PROBLEM DETAILS: The response must contain every line below in which "black" appears.

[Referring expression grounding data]
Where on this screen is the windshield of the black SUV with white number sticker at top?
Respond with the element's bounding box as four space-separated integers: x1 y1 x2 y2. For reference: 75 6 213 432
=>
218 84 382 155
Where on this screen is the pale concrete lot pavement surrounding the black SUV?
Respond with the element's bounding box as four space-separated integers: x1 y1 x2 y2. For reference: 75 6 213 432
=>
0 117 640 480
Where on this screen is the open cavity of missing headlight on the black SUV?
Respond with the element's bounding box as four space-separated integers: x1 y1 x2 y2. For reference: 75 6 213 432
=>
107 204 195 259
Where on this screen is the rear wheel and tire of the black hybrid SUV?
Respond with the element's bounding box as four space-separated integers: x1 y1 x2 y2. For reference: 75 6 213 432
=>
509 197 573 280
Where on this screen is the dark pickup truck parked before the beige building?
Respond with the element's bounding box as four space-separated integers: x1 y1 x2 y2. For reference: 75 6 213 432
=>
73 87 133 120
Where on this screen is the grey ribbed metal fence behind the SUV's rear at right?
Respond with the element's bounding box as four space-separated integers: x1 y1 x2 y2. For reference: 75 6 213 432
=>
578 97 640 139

TASK SOLUTION:
Where on this screen is the windshield of the black SUV with white number sticker at top?
Where on this screen is the pale concrete lot pavement surrounding the black SUV?
Where on this screen is the open cavity of missing headlight on the black SUV?
Where on this screen is the rear wheel and tire of the black hybrid SUV?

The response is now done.